To do
From the entries below, copy every line that contains the string "gravel". Case counts.

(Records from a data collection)

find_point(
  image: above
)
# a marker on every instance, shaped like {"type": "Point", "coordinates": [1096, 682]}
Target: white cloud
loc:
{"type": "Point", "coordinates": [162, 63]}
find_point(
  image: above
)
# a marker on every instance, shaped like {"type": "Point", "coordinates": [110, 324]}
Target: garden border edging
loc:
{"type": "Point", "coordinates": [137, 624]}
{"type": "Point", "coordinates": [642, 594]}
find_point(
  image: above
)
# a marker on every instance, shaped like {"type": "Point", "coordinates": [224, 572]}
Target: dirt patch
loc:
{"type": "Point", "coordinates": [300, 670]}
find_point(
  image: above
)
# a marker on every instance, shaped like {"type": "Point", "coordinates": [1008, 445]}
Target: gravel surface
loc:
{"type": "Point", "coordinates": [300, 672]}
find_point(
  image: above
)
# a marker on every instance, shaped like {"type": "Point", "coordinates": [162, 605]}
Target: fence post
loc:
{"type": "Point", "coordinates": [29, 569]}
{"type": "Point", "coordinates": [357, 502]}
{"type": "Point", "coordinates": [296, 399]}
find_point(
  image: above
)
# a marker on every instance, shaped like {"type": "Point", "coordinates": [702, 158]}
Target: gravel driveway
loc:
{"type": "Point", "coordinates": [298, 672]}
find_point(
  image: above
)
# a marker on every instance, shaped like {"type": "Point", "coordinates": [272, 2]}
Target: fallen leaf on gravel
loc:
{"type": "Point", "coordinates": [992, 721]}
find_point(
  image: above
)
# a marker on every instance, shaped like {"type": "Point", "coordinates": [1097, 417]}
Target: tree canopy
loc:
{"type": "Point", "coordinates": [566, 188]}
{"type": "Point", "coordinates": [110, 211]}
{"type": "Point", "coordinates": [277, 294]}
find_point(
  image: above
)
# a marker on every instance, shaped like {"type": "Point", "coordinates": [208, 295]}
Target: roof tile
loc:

Output below
Target: gravel surface
Target: gravel driveway
Target: fallen leaf on gravel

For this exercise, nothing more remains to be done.